> **Excerpts from labeled region data**

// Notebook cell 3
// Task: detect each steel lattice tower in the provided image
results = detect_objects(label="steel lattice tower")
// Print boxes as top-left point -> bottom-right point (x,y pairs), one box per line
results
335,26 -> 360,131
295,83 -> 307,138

> **Set exercise**
Write out every line of the rows above again, requests included, and offset each coordinate in the answers by adding 117 to it.

> **In response**
// Notebook cell 3
// Task: detect each steel lattice tower in the provided image
results = detect_objects(label="steel lattice tower")
// Print boxes as top-left point -> bottom-right point (x,y pairs), one box per line
results
452,143 -> 477,248
412,200 -> 424,255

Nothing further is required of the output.